* SHORT EXERCISE: Return each entry exactly, with none missing.

— BEGIN MATERIALS PROVIDED —

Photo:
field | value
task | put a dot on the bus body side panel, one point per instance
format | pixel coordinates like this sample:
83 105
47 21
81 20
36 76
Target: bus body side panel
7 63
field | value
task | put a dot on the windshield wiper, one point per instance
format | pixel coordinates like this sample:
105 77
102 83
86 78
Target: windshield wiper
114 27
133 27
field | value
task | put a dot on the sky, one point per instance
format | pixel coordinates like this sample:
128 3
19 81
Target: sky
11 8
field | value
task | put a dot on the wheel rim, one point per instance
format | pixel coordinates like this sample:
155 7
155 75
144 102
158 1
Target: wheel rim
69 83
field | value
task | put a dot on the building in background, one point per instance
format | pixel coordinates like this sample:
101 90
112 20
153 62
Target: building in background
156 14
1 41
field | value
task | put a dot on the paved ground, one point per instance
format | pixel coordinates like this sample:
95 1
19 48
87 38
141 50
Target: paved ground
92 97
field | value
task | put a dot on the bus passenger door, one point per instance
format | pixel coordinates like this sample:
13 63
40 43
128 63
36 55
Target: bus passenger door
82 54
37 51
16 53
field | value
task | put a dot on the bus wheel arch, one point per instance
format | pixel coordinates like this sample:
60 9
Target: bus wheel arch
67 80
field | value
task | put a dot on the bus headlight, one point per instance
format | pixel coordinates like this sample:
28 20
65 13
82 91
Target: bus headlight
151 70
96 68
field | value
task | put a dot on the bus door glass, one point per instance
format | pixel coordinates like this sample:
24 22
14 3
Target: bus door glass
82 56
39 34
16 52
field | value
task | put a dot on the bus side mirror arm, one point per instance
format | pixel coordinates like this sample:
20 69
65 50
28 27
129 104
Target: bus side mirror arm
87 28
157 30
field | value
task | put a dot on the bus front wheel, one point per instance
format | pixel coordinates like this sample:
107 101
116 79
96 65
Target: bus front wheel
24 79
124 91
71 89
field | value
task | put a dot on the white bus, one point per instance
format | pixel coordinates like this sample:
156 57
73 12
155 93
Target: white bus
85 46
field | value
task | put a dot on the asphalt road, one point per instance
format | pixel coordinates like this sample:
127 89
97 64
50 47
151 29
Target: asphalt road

— END MATERIALS PROVIDED —

* RESPONSE TO THE TASK:
Photo:
field | value
task | put a dot on the bus body side panel, one point per instance
format | pixel coordinates like this sample:
83 105
47 21
81 20
36 76
Target: bus body side panel
7 63
field | value
task | put a dot on the windshield wiper, one point per instance
format | pixel coordinates like this sample:
105 77
102 83
86 78
Target: windshield wiper
114 27
133 27
field | value
task | put a dot on the sky, one point per instance
format | pixel coordinates like this sample:
128 3
19 81
Target: sky
11 8
field | value
task | put a dot on the wheel rim, one point per instance
format | pixel coordinates like this sample:
155 7
155 75
144 102
158 1
Target: wheel rim
69 83
field | value
task | put a dot on the building in background, one point per instance
format | pixel coordinates like this sample:
101 90
112 20
153 62
Target: building in background
156 14
1 41
field | value
task | put a dot on the paved ground, one point per instance
format | pixel coordinates like this sample:
95 1
19 48
87 38
141 50
Target: paved ground
92 97
field | value
task | put a dot on the bus passenger door, one point per instance
format | pixel coordinates like this sample:
13 63
40 43
128 63
36 55
Target: bus passenger door
82 54
37 51
16 53
field | value
task | put a dot on the bus wheel arch, one point per instance
format | pixel coordinates like this sample:
60 9
Target: bus wheel arch
67 80
field | value
task | put a dot on the bus headlight, one point per instance
format | pixel coordinates like this sample:
28 20
65 13
82 91
Target: bus headlight
151 70
96 68
field | value
task | put a dot on the bus door glass, one point per instance
format | pixel coordinates like this sample:
24 22
14 3
Target: bus door glass
82 56
39 34
16 52
field | value
task | put a dot on the bus side mirror arm, one point per instance
format | pixel coordinates like this sample:
20 69
65 50
28 27
129 104
Target: bus side mirror arm
87 28
157 30
field | value
task | put a dot on the bus front wheel, one point per instance
format | pixel coordinates like this sample:
107 101
116 79
96 65
Target: bus front wheel
24 79
124 91
71 89
field | value
task | put a dot on the white bus, one point per instance
format | pixel coordinates like this sample:
156 57
73 12
155 93
Target: white bus
85 46
field | value
task | put a dot on the asphalt road, one point per instance
format | pixel coordinates like this sample:
127 89
97 64
50 47
151 29
Target: asphalt road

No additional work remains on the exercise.